## WHAT YOU SHOULD DO
Read the data and repeat it in full, exactly.
————————
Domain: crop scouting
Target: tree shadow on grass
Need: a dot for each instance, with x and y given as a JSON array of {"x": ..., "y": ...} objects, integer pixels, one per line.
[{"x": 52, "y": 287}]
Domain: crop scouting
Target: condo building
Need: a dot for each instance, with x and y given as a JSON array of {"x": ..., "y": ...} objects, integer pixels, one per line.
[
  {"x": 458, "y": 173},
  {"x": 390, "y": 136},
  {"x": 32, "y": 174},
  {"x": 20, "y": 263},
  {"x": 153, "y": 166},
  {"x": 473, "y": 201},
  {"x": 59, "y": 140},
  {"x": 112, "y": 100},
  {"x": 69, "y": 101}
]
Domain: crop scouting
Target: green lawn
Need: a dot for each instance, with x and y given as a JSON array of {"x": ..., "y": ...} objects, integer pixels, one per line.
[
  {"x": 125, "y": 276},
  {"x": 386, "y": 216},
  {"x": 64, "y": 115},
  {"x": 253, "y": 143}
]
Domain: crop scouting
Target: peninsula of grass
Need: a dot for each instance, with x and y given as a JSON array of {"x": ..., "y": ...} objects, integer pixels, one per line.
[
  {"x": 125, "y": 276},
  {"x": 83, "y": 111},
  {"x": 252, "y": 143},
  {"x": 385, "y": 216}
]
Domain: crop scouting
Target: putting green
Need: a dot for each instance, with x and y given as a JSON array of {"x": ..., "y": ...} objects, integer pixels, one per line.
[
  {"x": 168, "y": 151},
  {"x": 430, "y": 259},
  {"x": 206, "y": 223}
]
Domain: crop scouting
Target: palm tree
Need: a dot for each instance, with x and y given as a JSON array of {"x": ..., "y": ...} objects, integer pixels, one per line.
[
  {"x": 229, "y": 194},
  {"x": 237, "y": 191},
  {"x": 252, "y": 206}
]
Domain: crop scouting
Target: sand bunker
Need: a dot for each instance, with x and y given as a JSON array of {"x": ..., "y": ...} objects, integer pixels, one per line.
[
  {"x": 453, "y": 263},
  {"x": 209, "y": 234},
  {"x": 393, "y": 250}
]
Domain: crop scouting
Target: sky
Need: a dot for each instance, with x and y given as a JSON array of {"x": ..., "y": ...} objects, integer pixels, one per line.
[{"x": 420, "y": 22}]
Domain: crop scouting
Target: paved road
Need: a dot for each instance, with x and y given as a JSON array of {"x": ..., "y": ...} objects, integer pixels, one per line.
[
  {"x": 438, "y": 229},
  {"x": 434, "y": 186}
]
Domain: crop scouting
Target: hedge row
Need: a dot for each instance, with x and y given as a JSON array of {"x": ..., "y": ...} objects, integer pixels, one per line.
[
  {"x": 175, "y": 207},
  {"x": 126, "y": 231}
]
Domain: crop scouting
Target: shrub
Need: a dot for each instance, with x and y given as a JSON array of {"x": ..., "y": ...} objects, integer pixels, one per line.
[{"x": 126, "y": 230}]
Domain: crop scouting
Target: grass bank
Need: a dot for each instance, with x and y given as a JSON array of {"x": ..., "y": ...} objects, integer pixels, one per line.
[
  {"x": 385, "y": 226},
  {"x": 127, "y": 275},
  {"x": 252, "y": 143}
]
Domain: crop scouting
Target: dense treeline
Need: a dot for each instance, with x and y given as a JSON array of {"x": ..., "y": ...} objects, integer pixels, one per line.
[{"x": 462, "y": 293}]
————————
## SOLUTION FOR THIS EXERCISE
Domain: crop scouting
Target: tree shadow on grass
Need: a dot for each instance, with x and y given as a JSON array of {"x": ..., "y": ...} objects, integer pixels, one per line.
[{"x": 52, "y": 287}]
Domain: crop scouting
Target: condo building
Need: a dot for each instance, with x and y given as a JSON array of {"x": ..., "y": ...} objects, integer pixels, one per line.
[
  {"x": 458, "y": 173},
  {"x": 390, "y": 136},
  {"x": 32, "y": 174},
  {"x": 20, "y": 263},
  {"x": 153, "y": 166},
  {"x": 473, "y": 201},
  {"x": 59, "y": 140},
  {"x": 112, "y": 100},
  {"x": 69, "y": 101}
]
Domain: crop scouting
Target: green lawn
Need: a dot for each instance, with x and y given as a JSON array of {"x": ..., "y": ...} objects, integer pixels, one per line.
[
  {"x": 125, "y": 276},
  {"x": 386, "y": 216},
  {"x": 64, "y": 115},
  {"x": 253, "y": 143}
]
Domain: crop scouting
Target: peninsula of grass
Need: a dot for each instance, with x and y given as a JSON array of {"x": ..., "y": ...} objects, integer pixels, one per line.
[
  {"x": 125, "y": 276},
  {"x": 83, "y": 111},
  {"x": 252, "y": 143},
  {"x": 385, "y": 216}
]
Domain: crop scouting
Target: putting green
Need: a dot for each instance, with x and y given as a JSON array of {"x": ..., "y": ...} objects, integer pixels, one per line.
[
  {"x": 168, "y": 151},
  {"x": 430, "y": 259},
  {"x": 206, "y": 223}
]
Domain: crop scouting
Target: palm tree
Need: a dot for each instance, with x and y given as a JSON array of {"x": ..., "y": ...} objects, integer pixels, one per line.
[
  {"x": 229, "y": 194},
  {"x": 237, "y": 191},
  {"x": 252, "y": 206}
]
Domain: crop scouting
Target: sand bunker
Need: a dot for each instance, with x and y given as a JSON array of {"x": ..., "y": ...} objects, integer pixels, one per line.
[
  {"x": 453, "y": 263},
  {"x": 209, "y": 234},
  {"x": 393, "y": 250}
]
Domain: crop scouting
Target: sky
Need: a dot for each instance, with x and y given as a JSON array of {"x": ..., "y": ...} objects, integer pixels, one per line.
[{"x": 420, "y": 22}]
Domain: crop scouting
Target: paved road
Need: a dot for each instance, with x and y given as a JSON array of {"x": ..., "y": ...} objects, integer pixels, one per line.
[
  {"x": 438, "y": 229},
  {"x": 434, "y": 186}
]
Domain: crop scouting
Target: hedge row
Need: a dot for each instance, with x and y given as a JSON array of {"x": ..., "y": ...} objects, integer pixels, one per line.
[
  {"x": 175, "y": 207},
  {"x": 126, "y": 231}
]
Domain: crop scouting
Target: shrub
Need: a dot for each instance, with x and y given as a JSON array of {"x": ..., "y": ...} objects, integer pixels, one per line.
[{"x": 126, "y": 230}]
Domain: crop scouting
Target: grass bank
Need: a dot for each instance, with x and y given as a JSON array of {"x": ..., "y": ...} objects, integer pixels, one per line.
[
  {"x": 385, "y": 226},
  {"x": 127, "y": 275},
  {"x": 252, "y": 143}
]
Domain: crop scouting
Target: dense treeline
Need: a dot for each instance, with x and y given as a JSON array of {"x": ..., "y": ...} objects, integer pixels, one per line.
[{"x": 462, "y": 293}]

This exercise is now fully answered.